**SOURCE EXTRACT:**
# EHMPK v Mystery HM



## ShowMeBettas (Oct 26, 2012)

I crossed a white and gray marbled Elephant Ear HMPK with a multicolored Mystery Half Moon Female.

I call her mystery because she is in a jar marked HMF which stands for Half-Moon female. However, she looks like she has elephant ears, or dumbo. So I dont know if she is a full HM female or an HMPK half moon and I don't know if she has elephant ears or not.

So I'm anxious to raise the babies and see what the cross produced.

In addition, the day after I pulled this female, my fish room overheated and I lost over 30 fish including her. This makes me really want to keep these babies healthy.

I believe there are over 100 fry easily and it's possible there are 2 or 3 times that.

They just started swimming horizontal late in the day yestrday afternoon.

I started a bubbler early this morning.

I fed them a little boiled egg yolk late last night and early this morning. Then I crushed up some fish food and fed it within the last hour. I'll have BBS hatching tonight and will feed them the first round late tonight.

Thanks for tuning in.


----------



## BeautifulBetta123 (Aug 27, 2012)

I hope for the best! Looking in your sig would you be able to ship a betta to canada I mean you need an export license but looking at a hmpk


----------



## megaredize (May 21, 2012)

cant wait to see your fry!


----------



## ShowMeBettas (Oct 26, 2012)

*Not counting my chickens*

Hi megaredize, I'm not counting my chickens and only hope to keep them healthy and happy.

If I'm successful it will be really fun to see what comes out and then to decide which of those to cross for the next generation.

BeautifulBetta123, I am unable to ship to Canada and I currently have no fish for sale.


----------



## megaredize (May 21, 2012)

ya i just want to see what they will look like


----------



## ShowMeBettas (Oct 26, 2012)

*Update at a week.*

I have added water to the tank a few times, used a small syringe to get some of the gunk off the bottom. initially I fed egg yolk and crushed food for the first couple days then started bbs three times a day.

**TASK 1:** List every food the betta breeding thread says was fed, or would be fed, to the fry.
**TASK 2:** In the betta breeding thread, condense the paragraph beginning "I call her mystery because" into a short bulleted list that keeps its main facts.

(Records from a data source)
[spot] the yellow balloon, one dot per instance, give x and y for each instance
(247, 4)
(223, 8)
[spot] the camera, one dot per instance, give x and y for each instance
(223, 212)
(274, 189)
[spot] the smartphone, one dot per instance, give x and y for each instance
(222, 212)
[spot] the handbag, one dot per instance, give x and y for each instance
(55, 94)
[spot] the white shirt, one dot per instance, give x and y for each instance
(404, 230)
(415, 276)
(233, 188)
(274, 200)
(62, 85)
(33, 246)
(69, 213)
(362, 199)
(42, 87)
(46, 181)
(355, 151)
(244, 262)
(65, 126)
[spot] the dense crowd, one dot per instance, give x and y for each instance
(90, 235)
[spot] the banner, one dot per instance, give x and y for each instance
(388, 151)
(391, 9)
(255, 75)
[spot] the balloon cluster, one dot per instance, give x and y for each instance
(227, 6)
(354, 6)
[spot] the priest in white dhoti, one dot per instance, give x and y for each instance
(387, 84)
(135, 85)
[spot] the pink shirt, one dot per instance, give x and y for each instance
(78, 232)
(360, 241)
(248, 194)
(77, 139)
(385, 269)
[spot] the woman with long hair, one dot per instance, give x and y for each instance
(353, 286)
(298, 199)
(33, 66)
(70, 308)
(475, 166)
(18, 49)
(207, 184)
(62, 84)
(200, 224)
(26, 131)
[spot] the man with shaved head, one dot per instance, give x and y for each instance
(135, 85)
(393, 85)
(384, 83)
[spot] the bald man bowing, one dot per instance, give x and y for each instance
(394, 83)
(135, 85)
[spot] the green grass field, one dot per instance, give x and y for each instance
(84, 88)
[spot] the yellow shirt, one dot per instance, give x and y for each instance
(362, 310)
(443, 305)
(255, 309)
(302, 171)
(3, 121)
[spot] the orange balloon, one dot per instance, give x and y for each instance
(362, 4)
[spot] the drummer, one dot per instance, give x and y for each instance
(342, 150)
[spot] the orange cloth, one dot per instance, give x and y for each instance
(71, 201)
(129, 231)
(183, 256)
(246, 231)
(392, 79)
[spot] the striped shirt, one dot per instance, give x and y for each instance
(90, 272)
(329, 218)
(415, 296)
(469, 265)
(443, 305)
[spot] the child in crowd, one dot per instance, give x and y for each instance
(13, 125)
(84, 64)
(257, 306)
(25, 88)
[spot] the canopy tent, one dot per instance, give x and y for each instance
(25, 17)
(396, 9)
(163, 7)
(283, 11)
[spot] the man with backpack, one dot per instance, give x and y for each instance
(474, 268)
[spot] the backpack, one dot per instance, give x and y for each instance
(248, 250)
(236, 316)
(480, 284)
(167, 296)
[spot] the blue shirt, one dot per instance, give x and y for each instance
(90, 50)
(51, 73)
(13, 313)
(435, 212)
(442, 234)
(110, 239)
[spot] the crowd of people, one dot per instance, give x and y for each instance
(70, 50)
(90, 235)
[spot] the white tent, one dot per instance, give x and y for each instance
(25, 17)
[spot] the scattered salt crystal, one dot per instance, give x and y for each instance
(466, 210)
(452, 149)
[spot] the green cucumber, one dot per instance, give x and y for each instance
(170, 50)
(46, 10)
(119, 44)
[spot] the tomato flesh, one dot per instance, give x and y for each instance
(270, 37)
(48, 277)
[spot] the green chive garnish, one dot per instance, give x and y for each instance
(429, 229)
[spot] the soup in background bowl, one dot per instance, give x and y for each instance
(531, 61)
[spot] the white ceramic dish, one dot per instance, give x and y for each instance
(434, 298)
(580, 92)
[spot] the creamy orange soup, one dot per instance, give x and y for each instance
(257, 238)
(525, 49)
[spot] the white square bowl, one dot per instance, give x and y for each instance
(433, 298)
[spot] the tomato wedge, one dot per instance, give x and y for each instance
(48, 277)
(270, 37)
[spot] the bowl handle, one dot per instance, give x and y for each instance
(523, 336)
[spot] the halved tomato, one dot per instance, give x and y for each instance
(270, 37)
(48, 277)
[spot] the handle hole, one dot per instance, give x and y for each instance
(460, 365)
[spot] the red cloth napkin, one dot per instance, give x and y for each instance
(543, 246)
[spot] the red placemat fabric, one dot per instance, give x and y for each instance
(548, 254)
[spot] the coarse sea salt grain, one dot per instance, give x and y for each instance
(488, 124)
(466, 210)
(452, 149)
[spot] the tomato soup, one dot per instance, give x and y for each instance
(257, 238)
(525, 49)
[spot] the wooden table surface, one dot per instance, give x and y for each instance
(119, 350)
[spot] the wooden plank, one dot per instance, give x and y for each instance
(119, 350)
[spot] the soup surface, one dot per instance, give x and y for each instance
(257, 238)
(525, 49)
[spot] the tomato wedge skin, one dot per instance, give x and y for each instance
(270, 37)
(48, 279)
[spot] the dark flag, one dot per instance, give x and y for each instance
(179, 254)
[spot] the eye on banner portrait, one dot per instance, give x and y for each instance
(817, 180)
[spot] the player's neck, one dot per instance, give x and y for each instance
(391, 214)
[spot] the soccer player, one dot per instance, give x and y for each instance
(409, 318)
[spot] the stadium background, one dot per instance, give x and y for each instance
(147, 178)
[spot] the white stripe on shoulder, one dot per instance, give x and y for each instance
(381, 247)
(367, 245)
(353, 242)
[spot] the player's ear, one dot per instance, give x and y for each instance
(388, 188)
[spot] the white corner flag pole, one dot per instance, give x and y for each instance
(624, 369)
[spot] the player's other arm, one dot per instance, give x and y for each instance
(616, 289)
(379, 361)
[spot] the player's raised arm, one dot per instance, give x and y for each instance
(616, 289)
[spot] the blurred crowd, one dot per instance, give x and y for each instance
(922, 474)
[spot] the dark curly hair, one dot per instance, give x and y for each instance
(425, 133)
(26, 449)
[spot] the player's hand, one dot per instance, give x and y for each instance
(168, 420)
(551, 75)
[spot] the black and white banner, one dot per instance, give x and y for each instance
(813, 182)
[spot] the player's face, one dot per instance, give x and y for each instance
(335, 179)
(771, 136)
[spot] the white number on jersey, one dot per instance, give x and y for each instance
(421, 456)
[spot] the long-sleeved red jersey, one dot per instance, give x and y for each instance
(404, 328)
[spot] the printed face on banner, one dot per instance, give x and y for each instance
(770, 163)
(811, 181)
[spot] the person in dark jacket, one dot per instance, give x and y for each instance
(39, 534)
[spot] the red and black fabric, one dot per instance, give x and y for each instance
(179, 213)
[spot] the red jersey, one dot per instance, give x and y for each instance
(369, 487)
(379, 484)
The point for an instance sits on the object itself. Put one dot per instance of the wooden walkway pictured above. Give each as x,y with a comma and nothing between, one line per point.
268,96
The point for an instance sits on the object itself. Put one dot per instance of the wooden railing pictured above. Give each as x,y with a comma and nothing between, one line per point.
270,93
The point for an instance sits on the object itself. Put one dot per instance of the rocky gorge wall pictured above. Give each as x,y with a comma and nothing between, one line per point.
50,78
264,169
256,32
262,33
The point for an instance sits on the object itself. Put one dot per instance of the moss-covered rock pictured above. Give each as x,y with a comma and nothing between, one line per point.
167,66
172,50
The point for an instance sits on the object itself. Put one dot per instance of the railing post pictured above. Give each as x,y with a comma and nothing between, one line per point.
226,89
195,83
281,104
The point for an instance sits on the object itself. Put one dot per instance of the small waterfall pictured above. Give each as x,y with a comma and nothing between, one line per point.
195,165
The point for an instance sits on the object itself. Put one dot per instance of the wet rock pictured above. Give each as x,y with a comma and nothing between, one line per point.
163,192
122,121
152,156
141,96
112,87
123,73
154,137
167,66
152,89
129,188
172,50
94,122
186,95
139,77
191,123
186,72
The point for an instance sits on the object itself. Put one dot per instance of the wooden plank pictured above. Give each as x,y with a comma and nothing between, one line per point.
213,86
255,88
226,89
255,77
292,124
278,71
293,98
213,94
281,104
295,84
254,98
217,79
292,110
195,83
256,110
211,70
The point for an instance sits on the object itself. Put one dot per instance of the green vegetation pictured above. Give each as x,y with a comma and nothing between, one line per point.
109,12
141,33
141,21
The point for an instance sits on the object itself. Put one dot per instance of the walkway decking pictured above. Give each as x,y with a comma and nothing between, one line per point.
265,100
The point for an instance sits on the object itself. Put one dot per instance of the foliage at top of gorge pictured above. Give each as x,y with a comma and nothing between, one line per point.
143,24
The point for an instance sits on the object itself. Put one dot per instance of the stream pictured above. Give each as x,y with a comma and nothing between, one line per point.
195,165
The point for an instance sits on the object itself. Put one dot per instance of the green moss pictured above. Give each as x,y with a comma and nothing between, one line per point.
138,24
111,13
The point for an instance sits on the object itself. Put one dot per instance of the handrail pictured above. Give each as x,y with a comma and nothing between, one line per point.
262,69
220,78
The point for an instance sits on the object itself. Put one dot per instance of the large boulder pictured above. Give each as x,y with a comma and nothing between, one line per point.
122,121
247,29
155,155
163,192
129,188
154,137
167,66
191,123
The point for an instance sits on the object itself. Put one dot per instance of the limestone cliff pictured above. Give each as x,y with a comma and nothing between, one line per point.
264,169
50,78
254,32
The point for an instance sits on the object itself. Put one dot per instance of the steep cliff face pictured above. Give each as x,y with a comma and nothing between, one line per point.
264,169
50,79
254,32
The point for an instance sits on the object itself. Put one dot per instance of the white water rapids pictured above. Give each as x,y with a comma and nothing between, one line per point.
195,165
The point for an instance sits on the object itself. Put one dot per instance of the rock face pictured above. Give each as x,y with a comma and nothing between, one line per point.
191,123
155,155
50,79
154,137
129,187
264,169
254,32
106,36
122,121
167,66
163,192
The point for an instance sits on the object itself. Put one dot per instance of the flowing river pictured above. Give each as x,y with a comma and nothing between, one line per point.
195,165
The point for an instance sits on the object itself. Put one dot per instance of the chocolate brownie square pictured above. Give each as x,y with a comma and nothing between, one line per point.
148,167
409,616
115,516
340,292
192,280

**FINAL RESULT 1:**
- Boiled egg yolk
- Crushed fish food
- BBS

**FINAL RESULT 2:**
- She is called "mystery" because her jar is marked HMF (Half-Moon female).
- She looks like she has elephant ears (dumbo).
- It is unknown whether she is a full HM female or an HMPK half moon.
- It is also unknown whether she actually has elephant ears.